## TASK REQUIREMENTS
Count the lines in the items below that contain the word "frame", treating case as significant, and give only that number.

## DATA EXCERPTS

----

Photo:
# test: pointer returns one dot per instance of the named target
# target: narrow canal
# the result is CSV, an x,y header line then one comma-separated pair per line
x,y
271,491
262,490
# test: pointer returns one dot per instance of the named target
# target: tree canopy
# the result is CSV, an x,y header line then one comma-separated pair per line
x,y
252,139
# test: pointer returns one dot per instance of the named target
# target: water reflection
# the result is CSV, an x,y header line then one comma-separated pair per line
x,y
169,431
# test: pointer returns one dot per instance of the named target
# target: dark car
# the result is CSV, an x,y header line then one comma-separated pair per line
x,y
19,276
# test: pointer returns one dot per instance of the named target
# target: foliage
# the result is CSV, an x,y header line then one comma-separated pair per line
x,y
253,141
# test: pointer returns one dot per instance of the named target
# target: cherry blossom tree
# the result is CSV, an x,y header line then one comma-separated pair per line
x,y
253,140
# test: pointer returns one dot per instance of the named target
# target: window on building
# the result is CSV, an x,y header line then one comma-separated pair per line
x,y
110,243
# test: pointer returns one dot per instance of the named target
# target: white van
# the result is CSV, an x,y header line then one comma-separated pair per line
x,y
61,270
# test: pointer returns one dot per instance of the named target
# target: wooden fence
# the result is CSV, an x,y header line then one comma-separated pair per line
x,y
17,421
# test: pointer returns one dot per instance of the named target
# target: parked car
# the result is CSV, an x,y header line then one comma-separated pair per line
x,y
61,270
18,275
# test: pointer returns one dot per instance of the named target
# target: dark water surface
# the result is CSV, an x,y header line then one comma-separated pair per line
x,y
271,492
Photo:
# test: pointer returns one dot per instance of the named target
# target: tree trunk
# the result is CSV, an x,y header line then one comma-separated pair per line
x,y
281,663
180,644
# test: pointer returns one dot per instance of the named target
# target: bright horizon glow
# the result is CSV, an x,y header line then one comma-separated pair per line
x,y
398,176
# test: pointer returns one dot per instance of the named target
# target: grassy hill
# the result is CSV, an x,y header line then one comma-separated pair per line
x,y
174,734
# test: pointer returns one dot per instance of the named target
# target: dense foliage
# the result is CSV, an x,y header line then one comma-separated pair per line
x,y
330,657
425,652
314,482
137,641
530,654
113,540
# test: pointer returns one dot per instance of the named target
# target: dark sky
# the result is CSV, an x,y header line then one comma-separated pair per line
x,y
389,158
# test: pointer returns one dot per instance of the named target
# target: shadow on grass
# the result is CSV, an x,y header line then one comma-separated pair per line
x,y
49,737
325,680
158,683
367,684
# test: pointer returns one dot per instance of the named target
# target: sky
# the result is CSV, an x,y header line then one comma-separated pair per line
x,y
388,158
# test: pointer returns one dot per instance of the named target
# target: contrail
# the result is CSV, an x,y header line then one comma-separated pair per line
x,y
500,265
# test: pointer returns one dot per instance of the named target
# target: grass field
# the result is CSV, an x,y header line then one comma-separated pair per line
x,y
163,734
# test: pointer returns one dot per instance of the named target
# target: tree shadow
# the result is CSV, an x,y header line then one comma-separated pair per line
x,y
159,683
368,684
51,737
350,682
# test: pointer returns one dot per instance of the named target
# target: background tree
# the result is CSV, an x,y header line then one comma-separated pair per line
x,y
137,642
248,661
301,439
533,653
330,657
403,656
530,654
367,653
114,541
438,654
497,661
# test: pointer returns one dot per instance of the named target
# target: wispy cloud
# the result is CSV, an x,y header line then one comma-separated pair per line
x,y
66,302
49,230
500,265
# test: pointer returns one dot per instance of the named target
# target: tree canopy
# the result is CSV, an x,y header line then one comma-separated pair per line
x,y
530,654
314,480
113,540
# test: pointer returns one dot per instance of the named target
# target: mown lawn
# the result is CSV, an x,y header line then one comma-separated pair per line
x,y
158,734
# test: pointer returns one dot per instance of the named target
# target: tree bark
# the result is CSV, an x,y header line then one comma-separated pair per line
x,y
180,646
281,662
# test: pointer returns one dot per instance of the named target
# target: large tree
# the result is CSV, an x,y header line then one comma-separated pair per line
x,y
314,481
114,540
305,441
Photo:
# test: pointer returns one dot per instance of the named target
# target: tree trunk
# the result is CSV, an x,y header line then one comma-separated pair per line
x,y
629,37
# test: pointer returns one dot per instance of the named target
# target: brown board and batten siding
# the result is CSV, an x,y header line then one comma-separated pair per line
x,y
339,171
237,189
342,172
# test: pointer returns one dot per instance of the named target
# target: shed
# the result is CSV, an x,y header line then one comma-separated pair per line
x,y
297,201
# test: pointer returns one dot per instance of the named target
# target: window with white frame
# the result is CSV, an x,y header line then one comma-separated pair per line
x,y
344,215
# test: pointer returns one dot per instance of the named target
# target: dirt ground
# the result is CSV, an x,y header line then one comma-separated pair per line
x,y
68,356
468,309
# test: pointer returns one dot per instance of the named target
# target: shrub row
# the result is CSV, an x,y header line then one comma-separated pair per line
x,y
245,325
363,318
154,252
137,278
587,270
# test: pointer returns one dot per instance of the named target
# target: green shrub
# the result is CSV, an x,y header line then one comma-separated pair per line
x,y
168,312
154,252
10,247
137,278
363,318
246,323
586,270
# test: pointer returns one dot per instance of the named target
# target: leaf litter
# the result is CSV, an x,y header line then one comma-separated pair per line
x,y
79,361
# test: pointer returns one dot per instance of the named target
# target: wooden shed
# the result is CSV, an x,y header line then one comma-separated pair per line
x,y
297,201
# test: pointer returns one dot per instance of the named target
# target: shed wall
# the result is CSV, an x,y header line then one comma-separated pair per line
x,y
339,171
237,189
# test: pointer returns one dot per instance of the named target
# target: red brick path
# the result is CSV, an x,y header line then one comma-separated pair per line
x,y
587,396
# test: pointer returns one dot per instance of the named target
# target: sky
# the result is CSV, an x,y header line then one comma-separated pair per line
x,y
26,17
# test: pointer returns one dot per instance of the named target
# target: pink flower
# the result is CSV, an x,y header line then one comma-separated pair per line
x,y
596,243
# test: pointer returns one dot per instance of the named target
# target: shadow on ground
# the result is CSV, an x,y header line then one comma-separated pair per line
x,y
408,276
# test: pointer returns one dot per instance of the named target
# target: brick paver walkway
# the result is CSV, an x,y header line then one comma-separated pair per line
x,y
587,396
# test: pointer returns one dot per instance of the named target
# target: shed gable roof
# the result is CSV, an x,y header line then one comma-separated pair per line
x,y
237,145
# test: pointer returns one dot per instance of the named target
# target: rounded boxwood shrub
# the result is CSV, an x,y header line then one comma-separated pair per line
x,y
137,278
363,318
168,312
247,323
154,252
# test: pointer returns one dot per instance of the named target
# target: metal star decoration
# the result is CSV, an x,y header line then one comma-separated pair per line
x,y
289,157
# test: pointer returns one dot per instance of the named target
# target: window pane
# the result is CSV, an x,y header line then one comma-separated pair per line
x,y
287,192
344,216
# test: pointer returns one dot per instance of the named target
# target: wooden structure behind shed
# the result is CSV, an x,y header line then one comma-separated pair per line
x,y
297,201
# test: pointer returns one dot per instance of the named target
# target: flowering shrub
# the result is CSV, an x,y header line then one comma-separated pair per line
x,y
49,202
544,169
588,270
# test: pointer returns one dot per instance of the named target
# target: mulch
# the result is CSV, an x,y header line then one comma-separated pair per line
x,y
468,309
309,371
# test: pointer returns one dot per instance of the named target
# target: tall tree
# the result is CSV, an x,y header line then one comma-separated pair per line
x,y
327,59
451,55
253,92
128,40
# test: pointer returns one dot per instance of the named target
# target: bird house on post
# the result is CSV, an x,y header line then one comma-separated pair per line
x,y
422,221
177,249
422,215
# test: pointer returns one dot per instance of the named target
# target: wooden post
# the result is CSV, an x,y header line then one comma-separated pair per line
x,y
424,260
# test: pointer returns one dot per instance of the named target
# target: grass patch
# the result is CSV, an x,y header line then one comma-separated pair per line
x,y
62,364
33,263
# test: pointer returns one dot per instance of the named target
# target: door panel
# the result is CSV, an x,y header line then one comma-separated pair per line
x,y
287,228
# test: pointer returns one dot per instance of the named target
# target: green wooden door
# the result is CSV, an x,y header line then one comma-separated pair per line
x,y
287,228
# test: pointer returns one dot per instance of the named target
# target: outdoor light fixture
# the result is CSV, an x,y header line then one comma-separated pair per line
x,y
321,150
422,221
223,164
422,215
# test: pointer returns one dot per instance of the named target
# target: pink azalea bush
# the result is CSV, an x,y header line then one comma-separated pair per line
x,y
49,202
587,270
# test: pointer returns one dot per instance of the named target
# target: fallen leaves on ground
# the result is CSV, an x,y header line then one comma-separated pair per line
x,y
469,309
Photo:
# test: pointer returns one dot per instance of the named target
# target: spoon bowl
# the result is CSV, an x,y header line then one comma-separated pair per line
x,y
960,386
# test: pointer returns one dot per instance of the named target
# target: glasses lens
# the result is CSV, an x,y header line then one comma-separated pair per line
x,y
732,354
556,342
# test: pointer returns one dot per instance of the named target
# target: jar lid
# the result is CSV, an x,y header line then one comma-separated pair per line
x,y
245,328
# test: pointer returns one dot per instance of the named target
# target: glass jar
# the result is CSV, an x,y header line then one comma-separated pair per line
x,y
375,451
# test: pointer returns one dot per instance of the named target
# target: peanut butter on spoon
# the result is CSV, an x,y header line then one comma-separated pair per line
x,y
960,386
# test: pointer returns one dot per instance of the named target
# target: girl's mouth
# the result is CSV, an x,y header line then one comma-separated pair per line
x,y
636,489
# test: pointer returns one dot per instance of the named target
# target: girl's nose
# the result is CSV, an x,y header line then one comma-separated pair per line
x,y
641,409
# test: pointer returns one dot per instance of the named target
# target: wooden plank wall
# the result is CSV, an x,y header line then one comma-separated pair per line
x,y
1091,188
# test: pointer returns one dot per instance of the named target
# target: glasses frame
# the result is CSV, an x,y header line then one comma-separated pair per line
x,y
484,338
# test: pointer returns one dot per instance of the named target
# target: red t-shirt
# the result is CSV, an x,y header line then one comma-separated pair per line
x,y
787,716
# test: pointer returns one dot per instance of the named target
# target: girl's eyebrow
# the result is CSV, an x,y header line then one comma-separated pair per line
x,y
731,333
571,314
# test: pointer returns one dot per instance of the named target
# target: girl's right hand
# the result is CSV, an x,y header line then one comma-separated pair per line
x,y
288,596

----

## ANSWER
2